— Задание 1 —
Какой год указан в тексте о Верейском рядом с названием «Старая Рига»?
##### Приведённый текст #####
Верейский идет дальше: он на тенях рисует тени. Его люди, улицы, нагромождения домов не равны реальному городу, не равны даже впечатлению от него. Художник как будто рисует память о впечатлении.
Мы с другом смотрим на картинки с выставки, на один из первых пейзажей с женской фигурой, где море цвета, от которого неприятно рябит в глазах а в листве кустарников мазки желтой и фиолетовой краски. Я стараюсь поскорее уйти оттуда, а друг говорит: «Смотри, все такое яркое, как в детстве». Но это не мое детство, мое дальше – в зимних картинах с темно-бордовыми липами и синим мрачным снегом, который странным образом становится самостоятельным источником ритма и света. Мое детство в «Старой Риге» 1917 года, где чистая геометрия в городе вступает в конфликт с нагромождением стен и крыш, и черно-белом парке с выходом к озеру.
#####
— Задание 2 —
Перепишите без изменений строки из записей, начиная со строки с «If you could tag the red gift» и заканчивая строкой с «<point>149,335</point>» включительно.
##### Фрагменты записей #####
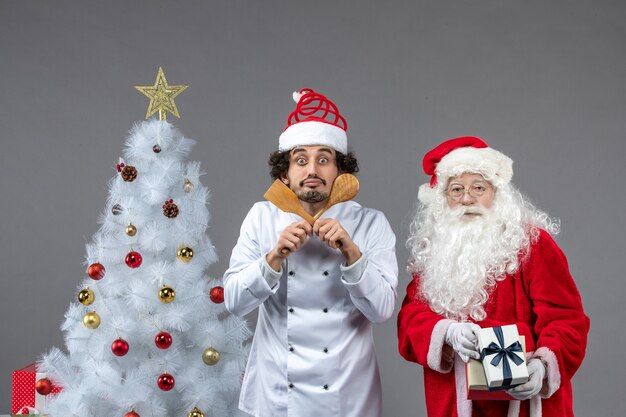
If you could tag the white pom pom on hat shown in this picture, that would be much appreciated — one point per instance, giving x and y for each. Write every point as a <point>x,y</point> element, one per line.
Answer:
<point>315,121</point>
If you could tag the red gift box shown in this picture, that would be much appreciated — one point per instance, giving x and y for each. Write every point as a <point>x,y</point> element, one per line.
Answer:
<point>24,392</point>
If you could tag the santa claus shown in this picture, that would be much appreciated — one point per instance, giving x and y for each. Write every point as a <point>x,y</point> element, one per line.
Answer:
<point>481,256</point>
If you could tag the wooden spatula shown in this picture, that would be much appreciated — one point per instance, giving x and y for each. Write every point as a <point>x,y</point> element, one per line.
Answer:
<point>286,200</point>
<point>345,188</point>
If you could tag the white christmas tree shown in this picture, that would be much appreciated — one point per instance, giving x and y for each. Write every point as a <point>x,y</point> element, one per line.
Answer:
<point>149,335</point>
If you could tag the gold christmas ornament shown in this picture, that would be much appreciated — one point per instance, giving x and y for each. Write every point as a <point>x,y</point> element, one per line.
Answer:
<point>195,413</point>
<point>185,253</point>
<point>188,186</point>
<point>167,294</point>
<point>91,320</point>
<point>210,356</point>
<point>131,230</point>
<point>86,297</point>
<point>161,96</point>
<point>129,174</point>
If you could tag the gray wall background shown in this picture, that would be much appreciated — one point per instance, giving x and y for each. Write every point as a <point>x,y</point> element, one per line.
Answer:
<point>542,81</point>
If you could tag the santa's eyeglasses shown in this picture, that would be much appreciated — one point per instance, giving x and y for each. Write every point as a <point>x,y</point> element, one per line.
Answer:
<point>477,190</point>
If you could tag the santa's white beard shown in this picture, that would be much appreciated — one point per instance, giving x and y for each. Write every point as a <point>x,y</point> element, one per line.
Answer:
<point>463,260</point>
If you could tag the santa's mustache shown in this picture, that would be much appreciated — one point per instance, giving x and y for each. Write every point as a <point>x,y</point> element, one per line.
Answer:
<point>473,210</point>
<point>312,177</point>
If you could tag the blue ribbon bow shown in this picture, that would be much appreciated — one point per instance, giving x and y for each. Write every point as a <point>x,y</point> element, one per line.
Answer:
<point>506,353</point>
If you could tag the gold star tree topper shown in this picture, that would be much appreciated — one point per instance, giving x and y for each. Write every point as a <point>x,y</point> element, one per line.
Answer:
<point>161,96</point>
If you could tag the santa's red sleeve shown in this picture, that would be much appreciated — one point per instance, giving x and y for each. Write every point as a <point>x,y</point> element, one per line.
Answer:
<point>421,333</point>
<point>561,326</point>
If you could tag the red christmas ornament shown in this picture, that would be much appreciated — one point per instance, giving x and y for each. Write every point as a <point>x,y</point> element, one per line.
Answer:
<point>43,386</point>
<point>133,259</point>
<point>163,340</point>
<point>166,382</point>
<point>96,271</point>
<point>217,295</point>
<point>119,347</point>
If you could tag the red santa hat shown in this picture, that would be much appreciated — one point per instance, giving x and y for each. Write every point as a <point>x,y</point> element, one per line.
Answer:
<point>315,121</point>
<point>465,154</point>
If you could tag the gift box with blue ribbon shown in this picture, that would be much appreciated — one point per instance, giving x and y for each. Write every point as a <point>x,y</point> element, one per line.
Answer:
<point>502,357</point>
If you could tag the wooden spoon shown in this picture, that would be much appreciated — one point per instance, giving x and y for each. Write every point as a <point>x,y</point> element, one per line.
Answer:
<point>345,188</point>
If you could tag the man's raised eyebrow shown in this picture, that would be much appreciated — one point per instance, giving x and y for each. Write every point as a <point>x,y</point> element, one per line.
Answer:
<point>325,150</point>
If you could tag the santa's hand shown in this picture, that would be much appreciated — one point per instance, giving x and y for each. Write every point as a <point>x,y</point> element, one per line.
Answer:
<point>536,374</point>
<point>462,338</point>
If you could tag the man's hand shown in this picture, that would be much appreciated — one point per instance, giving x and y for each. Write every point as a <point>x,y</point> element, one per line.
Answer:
<point>290,240</point>
<point>536,374</point>
<point>331,232</point>
<point>462,338</point>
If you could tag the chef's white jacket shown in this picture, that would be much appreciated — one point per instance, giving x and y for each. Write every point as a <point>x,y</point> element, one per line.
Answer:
<point>313,352</point>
#####
— Ответ 1 —
1917 год.

— Ответ 2 —
If you could tag the red gift box shown in this picture, that would be much appreciated — one point per instance, giving x and y for each. Write every point as a <point>x,y</point> element, one per line.
Answer:
<point>24,392</point>
If you could tag the santa claus shown in this picture, that would be much appreciated — one point per instance, giving x and y for each. Write every point as a <point>x,y</point> element, one per line.
Answer:
<point>481,256</point>
If you could tag the wooden spatula shown in this picture, that would be much appreciated — one point per instance, giving x and y for each. Write every point as a <point>x,y</point> element, one per line.
Answer:
<point>286,200</point>
<point>345,188</point>
If you could tag the white christmas tree shown in this picture, that would be much appreciated — one point per instance, giving x and y for each. Write every point as a <point>x,y</point> element, one per line.
Answer:
<point>149,335</point>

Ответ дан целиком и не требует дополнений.